### Instructions for the task
Put every line of the items below into a JSON list of strings, one string per line. Drop blank lines and leave the pictures out.

● ● ● ●

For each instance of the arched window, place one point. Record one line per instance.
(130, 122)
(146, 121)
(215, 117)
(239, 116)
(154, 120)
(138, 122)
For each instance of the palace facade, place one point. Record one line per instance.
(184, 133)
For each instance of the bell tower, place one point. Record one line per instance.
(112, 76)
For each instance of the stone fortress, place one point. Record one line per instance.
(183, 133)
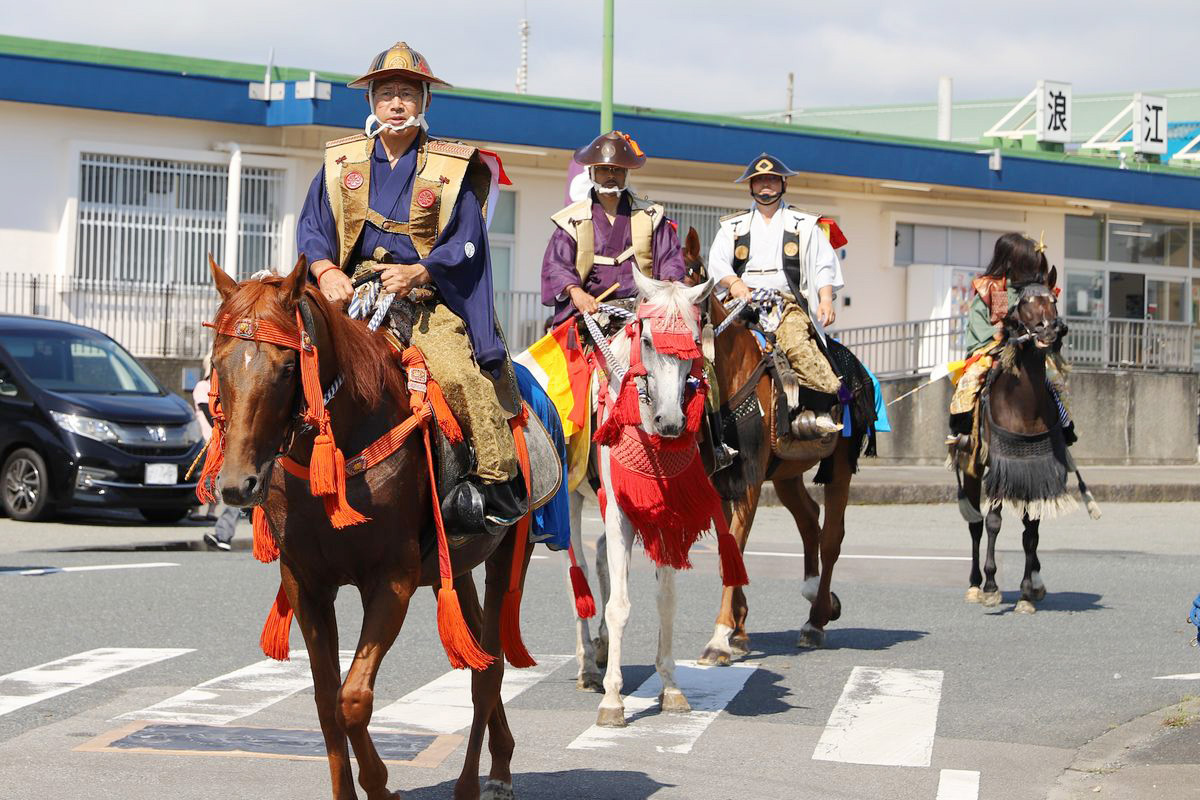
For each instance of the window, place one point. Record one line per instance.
(154, 221)
(705, 218)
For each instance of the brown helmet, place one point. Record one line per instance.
(612, 149)
(399, 61)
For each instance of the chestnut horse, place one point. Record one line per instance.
(737, 360)
(261, 394)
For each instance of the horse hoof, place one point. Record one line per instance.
(835, 614)
(601, 649)
(589, 683)
(714, 657)
(497, 791)
(811, 637)
(611, 717)
(675, 702)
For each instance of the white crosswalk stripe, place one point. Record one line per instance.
(443, 705)
(237, 695)
(885, 716)
(708, 691)
(36, 684)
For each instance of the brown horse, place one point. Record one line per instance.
(1026, 457)
(736, 364)
(261, 394)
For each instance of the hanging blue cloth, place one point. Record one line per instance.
(552, 522)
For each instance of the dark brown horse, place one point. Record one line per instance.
(261, 395)
(737, 364)
(1024, 461)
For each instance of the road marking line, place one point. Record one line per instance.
(883, 716)
(444, 705)
(28, 686)
(1187, 675)
(96, 567)
(237, 695)
(857, 555)
(958, 785)
(708, 691)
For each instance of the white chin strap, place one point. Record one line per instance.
(375, 126)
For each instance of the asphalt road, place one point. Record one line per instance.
(1005, 696)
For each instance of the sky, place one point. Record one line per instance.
(695, 55)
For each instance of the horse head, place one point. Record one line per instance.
(1035, 319)
(670, 329)
(696, 271)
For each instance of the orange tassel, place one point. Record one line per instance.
(461, 648)
(733, 569)
(277, 629)
(585, 603)
(510, 631)
(322, 467)
(265, 549)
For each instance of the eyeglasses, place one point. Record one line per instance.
(388, 94)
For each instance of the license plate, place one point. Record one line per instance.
(162, 474)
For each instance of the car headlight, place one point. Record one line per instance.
(192, 432)
(85, 426)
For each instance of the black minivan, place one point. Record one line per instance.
(84, 425)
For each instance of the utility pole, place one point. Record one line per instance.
(606, 78)
(791, 90)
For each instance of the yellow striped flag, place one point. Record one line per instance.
(557, 362)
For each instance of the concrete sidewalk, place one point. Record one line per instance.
(879, 485)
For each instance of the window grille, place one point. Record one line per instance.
(154, 221)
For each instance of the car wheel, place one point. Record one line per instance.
(163, 515)
(25, 486)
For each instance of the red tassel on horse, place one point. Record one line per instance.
(277, 629)
(265, 549)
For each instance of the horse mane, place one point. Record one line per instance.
(367, 360)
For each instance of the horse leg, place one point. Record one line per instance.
(807, 515)
(588, 678)
(315, 617)
(619, 545)
(485, 685)
(671, 698)
(384, 606)
(732, 614)
(990, 595)
(1032, 589)
(973, 489)
(827, 606)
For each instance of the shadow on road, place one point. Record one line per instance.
(1054, 601)
(593, 785)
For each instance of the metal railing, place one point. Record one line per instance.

● ● ● ●

### Correct result
[
  "For each instance of the arched window, place one point. Record one line per instance.",
  "(130, 122)",
  "(146, 121)",
  "(215, 117)",
  "(239, 116)",
  "(154, 120)",
  "(138, 122)",
  "For each instance of the palace facade, place one point. Record one line per instance.",
  "(184, 133)",
  "For each instance of the bell tower, place one point. Record one line per instance.",
  "(112, 76)",
  "For each instance of the stone fortress, place one point. Record one line per instance.",
  "(183, 133)",
  "For each instance of the window, place one point. Record one line per instance.",
  "(154, 221)",
  "(705, 218)",
  "For each instance of the brown helmet, place one point. Record one line per instance.",
  "(612, 149)",
  "(399, 61)",
  "For each instance of the chestnut horse, place one point. Record one line per instance.",
  "(737, 360)",
  "(261, 394)",
  "For each instance of the horse hoof, place one point. Record one line per instance.",
  "(835, 614)",
  "(601, 649)",
  "(589, 683)",
  "(714, 657)",
  "(497, 791)",
  "(811, 637)",
  "(611, 717)",
  "(675, 702)",
  "For each instance of the white crosswalk stripe, place one point. Record one line per instance.",
  "(443, 705)",
  "(237, 695)",
  "(885, 716)",
  "(708, 691)",
  "(36, 684)",
  "For each instance of the brown horse, place one point. Record one line per instance.",
  "(1026, 457)",
  "(736, 364)",
  "(261, 394)",
  "For each instance of the hanging blue cloth, place one point. Record one line per instance.",
  "(552, 522)",
  "For each instance of the dark brown horse, place one point. Record one line per instance.",
  "(261, 395)",
  "(737, 364)",
  "(1024, 461)",
  "For each instance of the road marking line, place one point. Record one line per instance.",
  "(883, 716)",
  "(444, 705)",
  "(28, 686)",
  "(1187, 675)",
  "(96, 567)",
  "(237, 695)",
  "(857, 555)",
  "(958, 785)",
  "(708, 691)",
  "For each instance of the white chin strap, place one point. Record one line per instance.",
  "(375, 126)",
  "For each instance of the asphalt road, place one point. Record one line per instance.",
  "(1005, 696)",
  "For each instance of the sky, place one point. Record one line per instance.",
  "(695, 55)",
  "For each instance of the horse head, place one point. Record one line per instance.",
  "(1035, 319)",
  "(670, 329)",
  "(696, 271)",
  "For each instance of the orange tassel, place one point. Record one line per instance.",
  "(461, 648)",
  "(733, 569)",
  "(277, 629)",
  "(585, 603)",
  "(510, 631)",
  "(322, 467)",
  "(265, 549)",
  "For each instance of the eyeglasses, place one point. Record one line per instance.",
  "(388, 94)",
  "For each instance of the license plate, place one point. Record one line per instance.",
  "(162, 474)",
  "For each instance of the car headlight, place one point. Record one line per instance.",
  "(192, 432)",
  "(85, 426)",
  "For each instance of the black minivan, place one point. Record one line per instance.",
  "(84, 425)",
  "For each instance of the utility pole, place one point. Record one line per instance.",
  "(606, 78)",
  "(791, 90)",
  "For each instance of the yellow striped flag, place one point. Record one line per instance.",
  "(557, 362)",
  "For each instance of the concrete sidewalk, place one point. Record one line per instance.",
  "(879, 485)",
  "For each instance of the window grille, place one point. Record one line per instance.",
  "(154, 221)",
  "For each instance of the car wheel, place one point. Record one line per instance.",
  "(163, 515)",
  "(25, 486)",
  "For each instance of the red tassel on horse, place one point. Record one line per instance.",
  "(277, 629)",
  "(265, 549)",
  "For each instance of the horse mane, place one point. Record one line per instance.",
  "(367, 360)",
  "For each instance of the horse leg, place one point. Record one line per instance.",
  "(807, 515)",
  "(588, 678)",
  "(315, 617)",
  "(619, 545)",
  "(485, 685)",
  "(671, 698)",
  "(384, 606)",
  "(732, 614)",
  "(990, 595)",
  "(1032, 589)",
  "(973, 489)",
  "(827, 606)",
  "For each instance of the shadow on road, place one point. Record one line per instance.",
  "(1054, 601)",
  "(593, 785)",
  "For each instance of the metal railing, place one point. Record one line per instance."
]